— begin DATA FOR THE TASK —
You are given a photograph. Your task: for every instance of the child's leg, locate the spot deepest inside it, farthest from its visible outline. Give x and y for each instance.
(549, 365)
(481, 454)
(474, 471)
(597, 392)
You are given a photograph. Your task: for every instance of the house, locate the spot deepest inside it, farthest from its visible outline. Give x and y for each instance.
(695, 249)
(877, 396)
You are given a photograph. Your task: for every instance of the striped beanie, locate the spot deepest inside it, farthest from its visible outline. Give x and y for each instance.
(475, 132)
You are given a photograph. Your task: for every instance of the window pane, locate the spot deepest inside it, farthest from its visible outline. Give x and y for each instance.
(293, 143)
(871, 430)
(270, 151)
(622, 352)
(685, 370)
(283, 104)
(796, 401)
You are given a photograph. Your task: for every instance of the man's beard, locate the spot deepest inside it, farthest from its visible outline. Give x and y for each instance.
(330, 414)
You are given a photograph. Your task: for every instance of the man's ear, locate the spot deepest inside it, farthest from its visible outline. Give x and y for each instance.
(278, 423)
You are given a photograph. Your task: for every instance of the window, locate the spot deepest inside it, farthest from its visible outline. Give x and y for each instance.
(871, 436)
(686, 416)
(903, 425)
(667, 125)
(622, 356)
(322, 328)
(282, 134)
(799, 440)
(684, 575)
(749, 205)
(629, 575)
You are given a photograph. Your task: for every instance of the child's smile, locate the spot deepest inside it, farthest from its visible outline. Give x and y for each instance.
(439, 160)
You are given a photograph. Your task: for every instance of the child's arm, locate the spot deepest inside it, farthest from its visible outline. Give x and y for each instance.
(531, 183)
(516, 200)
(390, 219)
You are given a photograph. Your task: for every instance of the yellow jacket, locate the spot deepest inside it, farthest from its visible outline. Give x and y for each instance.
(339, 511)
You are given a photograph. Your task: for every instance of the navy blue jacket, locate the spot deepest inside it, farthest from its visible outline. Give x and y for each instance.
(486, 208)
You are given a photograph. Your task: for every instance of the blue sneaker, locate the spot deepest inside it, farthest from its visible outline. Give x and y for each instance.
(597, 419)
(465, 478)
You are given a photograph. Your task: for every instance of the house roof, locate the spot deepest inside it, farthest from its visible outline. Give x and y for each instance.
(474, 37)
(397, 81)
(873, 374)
— end DATA FOR THE TASK —
• **WRITTEN TASK**
Copy out the listing lines from the one containing "of the navy" through the end of the listing, replacing "sneaker" with "shoe" and keeping everything else the same.

• **FINISHED EXERCISE**
You are given a photograph. Your task: for every instance of the navy blue jacket, locate the spot deepest inside it, farthest from its visible outline. Give x and y for each instance.
(486, 208)
You are given a photograph. Your task: for every instance of the blue shoe, locate the spot deepest inside it, farthest from its visible outline. Give x and y for each instance.
(597, 419)
(465, 478)
You are given a photograph. Your task: for every instance of the house roof, locate the spot deepest inside it, farthest from its visible outline. Give x and y for each instance.
(474, 37)
(397, 81)
(873, 374)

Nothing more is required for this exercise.